What to do
Quote the listing in full, exactly as given, minus any pictures.

begin Input rows

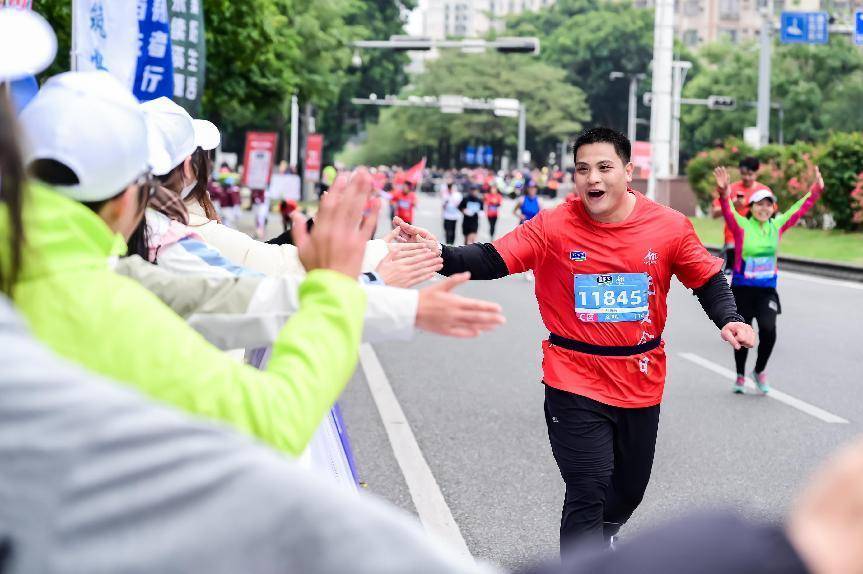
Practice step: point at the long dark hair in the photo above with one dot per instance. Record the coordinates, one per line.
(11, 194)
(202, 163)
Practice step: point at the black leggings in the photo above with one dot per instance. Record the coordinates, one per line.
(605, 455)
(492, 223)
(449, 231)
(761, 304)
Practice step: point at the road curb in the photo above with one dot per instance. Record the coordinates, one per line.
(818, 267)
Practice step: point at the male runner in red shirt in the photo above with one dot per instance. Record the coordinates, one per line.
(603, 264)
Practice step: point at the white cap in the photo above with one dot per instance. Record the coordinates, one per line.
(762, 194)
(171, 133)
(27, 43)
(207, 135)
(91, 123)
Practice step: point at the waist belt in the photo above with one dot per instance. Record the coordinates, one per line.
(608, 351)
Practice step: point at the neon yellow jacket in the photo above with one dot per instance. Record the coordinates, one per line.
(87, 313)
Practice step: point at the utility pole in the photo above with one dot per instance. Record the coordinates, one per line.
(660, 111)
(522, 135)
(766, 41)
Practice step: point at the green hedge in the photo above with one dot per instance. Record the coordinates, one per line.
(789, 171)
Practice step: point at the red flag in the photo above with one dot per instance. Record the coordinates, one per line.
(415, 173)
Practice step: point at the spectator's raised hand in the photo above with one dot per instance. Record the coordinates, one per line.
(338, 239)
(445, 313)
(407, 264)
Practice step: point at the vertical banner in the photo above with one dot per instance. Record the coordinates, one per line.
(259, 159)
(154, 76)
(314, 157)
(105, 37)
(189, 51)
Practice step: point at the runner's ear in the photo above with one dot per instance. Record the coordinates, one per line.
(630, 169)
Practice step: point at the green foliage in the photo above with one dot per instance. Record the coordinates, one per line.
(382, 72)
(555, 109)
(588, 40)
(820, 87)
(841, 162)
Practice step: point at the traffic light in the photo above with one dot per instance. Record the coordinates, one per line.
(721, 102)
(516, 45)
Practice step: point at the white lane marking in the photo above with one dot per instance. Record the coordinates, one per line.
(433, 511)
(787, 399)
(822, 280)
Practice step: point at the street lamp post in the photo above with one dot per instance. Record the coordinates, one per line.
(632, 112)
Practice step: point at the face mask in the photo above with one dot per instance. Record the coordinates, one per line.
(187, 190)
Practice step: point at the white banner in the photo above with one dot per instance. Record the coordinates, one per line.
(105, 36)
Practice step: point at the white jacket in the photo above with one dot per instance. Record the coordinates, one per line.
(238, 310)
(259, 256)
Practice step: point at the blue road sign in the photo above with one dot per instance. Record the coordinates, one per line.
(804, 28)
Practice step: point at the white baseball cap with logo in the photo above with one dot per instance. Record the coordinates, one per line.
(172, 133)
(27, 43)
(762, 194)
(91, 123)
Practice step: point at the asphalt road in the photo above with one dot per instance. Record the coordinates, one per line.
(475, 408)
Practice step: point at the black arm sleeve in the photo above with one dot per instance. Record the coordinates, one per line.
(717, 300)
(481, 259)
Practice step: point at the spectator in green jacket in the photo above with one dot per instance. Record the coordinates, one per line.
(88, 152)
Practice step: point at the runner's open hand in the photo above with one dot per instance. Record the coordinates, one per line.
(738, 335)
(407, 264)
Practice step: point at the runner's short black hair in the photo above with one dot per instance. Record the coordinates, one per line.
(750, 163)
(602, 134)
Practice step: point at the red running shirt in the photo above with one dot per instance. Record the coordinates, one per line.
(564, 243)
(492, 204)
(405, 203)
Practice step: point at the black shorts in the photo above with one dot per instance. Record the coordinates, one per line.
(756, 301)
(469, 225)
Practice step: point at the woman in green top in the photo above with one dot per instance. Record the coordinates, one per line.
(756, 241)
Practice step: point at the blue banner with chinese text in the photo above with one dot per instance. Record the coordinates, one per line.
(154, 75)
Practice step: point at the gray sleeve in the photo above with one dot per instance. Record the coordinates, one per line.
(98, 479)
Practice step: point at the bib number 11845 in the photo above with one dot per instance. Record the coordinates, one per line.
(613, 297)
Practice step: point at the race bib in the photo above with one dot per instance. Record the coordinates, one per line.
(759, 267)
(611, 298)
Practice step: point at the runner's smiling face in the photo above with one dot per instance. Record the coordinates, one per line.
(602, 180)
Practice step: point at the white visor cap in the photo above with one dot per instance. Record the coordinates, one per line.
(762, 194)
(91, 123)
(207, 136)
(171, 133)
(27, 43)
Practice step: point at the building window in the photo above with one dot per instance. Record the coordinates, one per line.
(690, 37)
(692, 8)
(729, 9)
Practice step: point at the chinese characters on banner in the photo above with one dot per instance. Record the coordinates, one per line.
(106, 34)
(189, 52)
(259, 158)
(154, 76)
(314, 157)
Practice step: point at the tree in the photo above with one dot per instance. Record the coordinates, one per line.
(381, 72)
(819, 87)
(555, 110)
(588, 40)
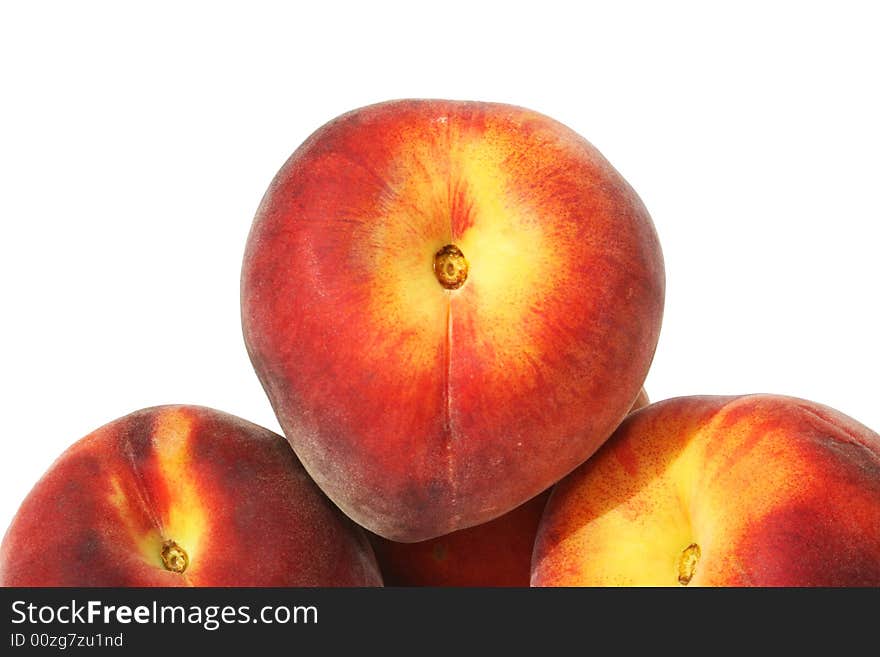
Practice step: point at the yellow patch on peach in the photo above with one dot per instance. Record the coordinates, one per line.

end Input rows

Output of the exercise
Practice step: point at the long dark hair in the photo above with one dot per instance. Record the coordinates, one per line.
(11, 194)
(202, 163)
Practice step: point at the black leggings in the photo above with one dot per instance. Record the coordinates, one per line.
(605, 455)
(492, 223)
(449, 231)
(761, 304)
Practice step: point at the road curb in the photo above with one dot per instance. Record the coordinates, one per line.
(818, 267)
Practice step: point at the male runner in red shirt in the photo above with one dot per instance. Record the coordinates, one per line.
(603, 264)
Practice step: point at the white cap in the photo above with one dot per instance. Record the coordinates, one per line.
(762, 194)
(171, 133)
(27, 43)
(207, 135)
(91, 123)
Practice step: point at the waist belt in the photo above with one dot per instance. Record the coordinates, one per line.
(608, 351)
Practice step: point at the neon yellow jacket in the photo above with one dot per instance. Record the coordinates, one per line.
(87, 313)
Practice step: point at the utility pole in the photo above with one dot per instance. Record the coordinates, one per line.
(660, 111)
(522, 135)
(766, 41)
Practice step: point at the green hedge in the photo above with one dot per instance. Record the coordinates, one per line.
(789, 171)
Practice step: point at the red flag in the photo above with one dot per instance. Record the coordinates, one per line.
(415, 173)
Practice step: point at the spectator's raised hand in the photo above with one dot per instance. Record the coordinates, one per line.
(338, 239)
(445, 313)
(407, 264)
Practice step: point at the vertical banner in the photo above with one dot per instance. Record the coordinates, one per line.
(259, 159)
(154, 76)
(314, 157)
(105, 37)
(189, 51)
Practice step: point at the runner's ear in the photo above with one dot per instance. Record the coordinates, one per line.
(630, 169)
Practice step: point at the green foliage in the photo above with one dot per instance. Record the coordinates, one per line.
(382, 72)
(555, 109)
(588, 40)
(820, 87)
(841, 162)
Practice step: point at the traffic light in the photo above with one dot per instance. Record the coordinates, one per line.
(721, 102)
(516, 45)
Practice step: point at the white lane marking in the photo above with one dot per instance. Record the coordinates, one per line.
(433, 511)
(787, 399)
(822, 280)
Practice step: point at the street lamp post in the photo above with one dot per instance. Record the coordinates, one per line.
(632, 112)
Practice step: point at the face mask in the photo above with one dot per instance. Record the coordinates, one per line.
(187, 190)
Practice step: point at the white banner in the photo above with one dot per instance. Record the coordinates, one per line.
(105, 36)
Practice step: point at the white jacket in the photo above with one dot per instance. Record the coordinates, one per line.
(238, 310)
(259, 256)
Practice step: point at the blue road sign in the photo above with one dot per instance. Record the coordinates, one per line.
(804, 28)
Practice step: point at the white baseball cap with logo in the photo above with one dot per instance. Record the coordinates, one per line.
(172, 133)
(27, 43)
(762, 194)
(91, 123)
Practice step: point at the asphalt road in the photo above with one dot per instance. Record the coordinates, one per line.
(475, 408)
Practice step: point at the black arm sleeve in the photo above with one dot per instance. Record the coordinates, one per line.
(717, 300)
(481, 259)
Practice step: point at the spectator in green jacket in the photo above with one dot per instance. Record the coordinates, one per line.
(88, 152)
Practice step: point at the runner's open hand in the photo above with one dot per instance. Record the coordinates, one per line.
(738, 335)
(407, 264)
Practice step: point at the runner's short black hair in the photo above with one dot per instance. Record the coordinates, one per line.
(750, 163)
(602, 134)
Practice step: point at the red running shirt in the photo above with one dot per instance. Record the coordinates, one per line.
(564, 243)
(492, 204)
(405, 203)
Practice step: point at the black shorts in the photo above with one dot per instance. Record the coordinates, one per line.
(756, 301)
(469, 225)
Practice step: point at the woman in green top in the photo above with one dot per instance. Record the coordinates, one per line.
(756, 241)
Practice step: point at the blue banner with chinese text in the photo above with one dot per instance. Record the coordinates, one per line.
(154, 75)
Practice step: point at the gray sleeve in the photo above with one dot per instance. Record the coordinates, one per line.
(98, 479)
Practice step: point at the bib number 11845 in the photo above with one dot per instance. Record the coordinates, one per line.
(613, 297)
Practice step: point at the race bib in the photo above with one dot per instance. Record the coordinates, one per line.
(759, 267)
(611, 298)
Practice step: point at the runner's smiling face in the photo above with one dot per instance. Record the coordinates, one per line.
(602, 180)
Practice step: point at the white visor cap in the photo above with one dot per instance. Record the coordinates, one per line.
(762, 194)
(91, 123)
(207, 136)
(171, 133)
(27, 43)
Practice step: point at the building window in the photo above with one dot per instance. Record the coordinates, one per line.
(690, 37)
(692, 8)
(729, 9)
Practice step: point at the chinese characters on banner in the photo above with one dot per instance. Record the coordinates, one per line.
(106, 34)
(189, 52)
(259, 158)
(154, 76)
(314, 157)
Practice step: point at the tree in the photo above with one dot per instance. Record the coordinates, one per line.
(381, 72)
(819, 87)
(555, 110)
(588, 40)
Practice step: point at the yellow patch on peach in the photo above with one dot per instance. Record the coordinates, one per line.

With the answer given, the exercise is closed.